### KUTIPAN TEKS
Studi kasus serupa juga terjadi di bidang sistem pembayaran. AI memungkinkan perbankan melakukan deteksi kecurangan (fraud) secara real-time. Algoritma mampu membaca transaksi tidak wajar dalam hitungan detik. Implikasinya, keamanan transaksi meningkat sehingga kepercayaan publik kepada bank tetap terjaga dengan cara yang lebih efisien.
Secara teoritis, kita bisa kaitkan kemampuan AI ini dengan teori rasionalitas terbatas (bounded rationality). Herbert Simon (1956) menjelaskan bahwa manusia tidak pernah sepenuhnya rasional.
Kapasitas otak terbatas, informasi yang tersedia tidak sempurna, dan waktu pengambilan keputusan sering singkat. Maka, manusia membuat keputusan dengan “cukup baik”, bukan “sempurna”.
AI seolah memberi solusi untuk keterbatasan ini. Dengan daya komputasi yang jauh melampaui manusia, AI menawarkan analisis yang lebih mendekati “rasionalitas penuh”. Ia mampu menghapus bias subjektif manusia. Dengan AI, kita tidak akan lagi mendengar cerita kredit pengusaha kecil ditolak hanya karena penampilan atau status sosialnya.

### DATA TERCATAT
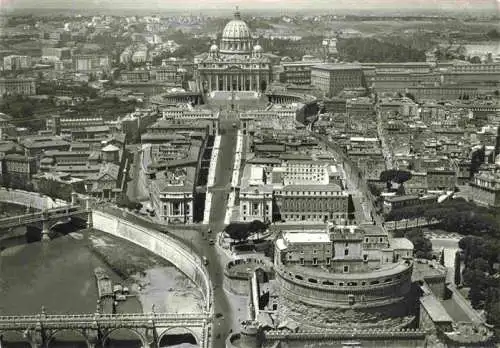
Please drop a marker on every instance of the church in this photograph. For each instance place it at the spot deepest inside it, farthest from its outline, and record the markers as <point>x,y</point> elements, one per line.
<point>235,65</point>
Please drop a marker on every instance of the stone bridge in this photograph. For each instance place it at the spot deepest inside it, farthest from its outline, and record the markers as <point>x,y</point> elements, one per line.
<point>30,199</point>
<point>97,329</point>
<point>50,210</point>
<point>163,245</point>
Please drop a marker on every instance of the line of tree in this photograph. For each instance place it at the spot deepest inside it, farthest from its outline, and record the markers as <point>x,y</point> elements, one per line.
<point>373,50</point>
<point>421,244</point>
<point>456,215</point>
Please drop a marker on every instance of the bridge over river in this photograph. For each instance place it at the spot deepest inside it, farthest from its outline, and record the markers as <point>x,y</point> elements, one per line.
<point>96,329</point>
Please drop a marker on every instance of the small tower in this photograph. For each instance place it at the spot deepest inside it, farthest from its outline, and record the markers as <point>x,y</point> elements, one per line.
<point>257,51</point>
<point>56,125</point>
<point>214,51</point>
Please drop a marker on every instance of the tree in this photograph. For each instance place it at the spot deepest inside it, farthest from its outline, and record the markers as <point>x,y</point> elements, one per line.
<point>441,257</point>
<point>257,226</point>
<point>477,159</point>
<point>238,231</point>
<point>458,274</point>
<point>398,176</point>
<point>422,245</point>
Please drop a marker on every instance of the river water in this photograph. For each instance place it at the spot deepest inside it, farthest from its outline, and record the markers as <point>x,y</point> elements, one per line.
<point>59,275</point>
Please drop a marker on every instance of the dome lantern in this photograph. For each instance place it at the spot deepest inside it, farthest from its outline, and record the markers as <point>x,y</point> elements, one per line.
<point>236,38</point>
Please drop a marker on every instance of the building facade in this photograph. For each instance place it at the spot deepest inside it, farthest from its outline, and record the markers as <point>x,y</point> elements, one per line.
<point>343,277</point>
<point>333,78</point>
<point>17,86</point>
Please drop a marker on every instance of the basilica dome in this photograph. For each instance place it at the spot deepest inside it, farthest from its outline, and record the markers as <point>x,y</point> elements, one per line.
<point>236,37</point>
<point>236,30</point>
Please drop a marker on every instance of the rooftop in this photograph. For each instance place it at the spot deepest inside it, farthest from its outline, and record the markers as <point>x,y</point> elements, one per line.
<point>337,67</point>
<point>306,237</point>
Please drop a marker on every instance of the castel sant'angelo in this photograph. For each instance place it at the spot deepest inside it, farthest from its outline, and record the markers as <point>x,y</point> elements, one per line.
<point>344,277</point>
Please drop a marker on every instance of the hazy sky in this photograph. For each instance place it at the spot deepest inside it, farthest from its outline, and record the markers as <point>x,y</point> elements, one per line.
<point>492,5</point>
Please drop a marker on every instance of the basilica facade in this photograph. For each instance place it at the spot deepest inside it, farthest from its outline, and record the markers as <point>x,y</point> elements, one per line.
<point>237,64</point>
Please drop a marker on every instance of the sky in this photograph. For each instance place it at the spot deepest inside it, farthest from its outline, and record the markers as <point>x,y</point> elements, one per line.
<point>492,5</point>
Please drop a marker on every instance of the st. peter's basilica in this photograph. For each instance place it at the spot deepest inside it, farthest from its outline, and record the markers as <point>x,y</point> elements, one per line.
<point>235,65</point>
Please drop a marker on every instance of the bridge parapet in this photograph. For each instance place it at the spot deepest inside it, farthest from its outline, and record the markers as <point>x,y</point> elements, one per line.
<point>40,329</point>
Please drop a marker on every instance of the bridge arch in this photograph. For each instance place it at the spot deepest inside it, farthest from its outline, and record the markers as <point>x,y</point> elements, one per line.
<point>179,330</point>
<point>163,245</point>
<point>61,338</point>
<point>127,334</point>
<point>15,336</point>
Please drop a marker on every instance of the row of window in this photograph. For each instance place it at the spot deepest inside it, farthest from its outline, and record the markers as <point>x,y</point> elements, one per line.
<point>310,193</point>
<point>351,283</point>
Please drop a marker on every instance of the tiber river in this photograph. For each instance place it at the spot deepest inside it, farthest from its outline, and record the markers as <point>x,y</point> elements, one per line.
<point>59,275</point>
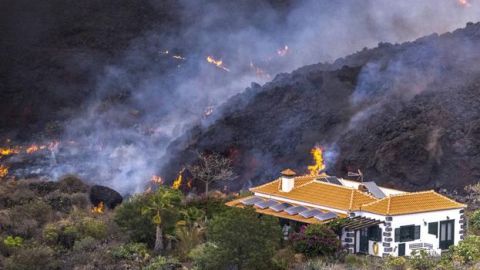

### SOAL TUGAS
Lanjutkan teks tentang AI di perbankan mulai dari kalimat sesudah kalimat terakhirnya. Data tersebut tidak ada hubungannya dengan teks.

### JAWABAN SOAL
Konteks Indonesia membuat narasi ini semakin relevan. UMKM adalah tulang punggung ekonomi, menyumbang lebih dari 60 persen PDB dan menyerap lebih dari 90 persen tenaga kerJa.
Tatkala AI digunakan untuk alternative credit scoring, UMKM dinilai bukan hanya dari laporan keuangan. Riwayat belanja bahan baku, transaksi digital, atau performa di marketplace juga akan menjadi bahan pertimbangan.
Dengan begitu, mereka yang selama ini dianggap unbankable punya kesempatan masuk ke sistem keuangan formal. Ini bukan hanya soal kredit. Ini tentang inklusi keuangan dan upaya membuka pintu ekonomi yang lebih luas. Muara akhirnya tentu ialah pertumbuhan ekonomi, penciptaan lapangan kerja, sampai pemerataan kesejahteraan.
Bias algoritma
Algoritma hanya secerdas data yang diberikan. Rasionalitas AI tetap dibatasi oleh kualitas dan keragaman data yang menjadi masukan. Jika data historis menunjukkan bias yang sistematis, misalnya menolak peminjam di area tertentu, maka AI tidak akan menghilangkan diskriminasi itu. Sebaliknya, AI akan mengabadikannya dan memperkuatnya. Kondisi ini dikenal luas dengan istilah ‘Bias Algoritma.’
Dalil ini sejalan argumen yang disampaikan Cathy O’Neil, penulis buku Weapons of Math Destruction. Ia menyebut algoritma bisa menjadi senjata pemusnah yang sunyi.
Jika data historis penuh bias, maka hasilnya akan ikut bias. Alih-alih membuka akses keuangan, AI justru berisiko memperkuat diskriminasi yang selama ini terjadi.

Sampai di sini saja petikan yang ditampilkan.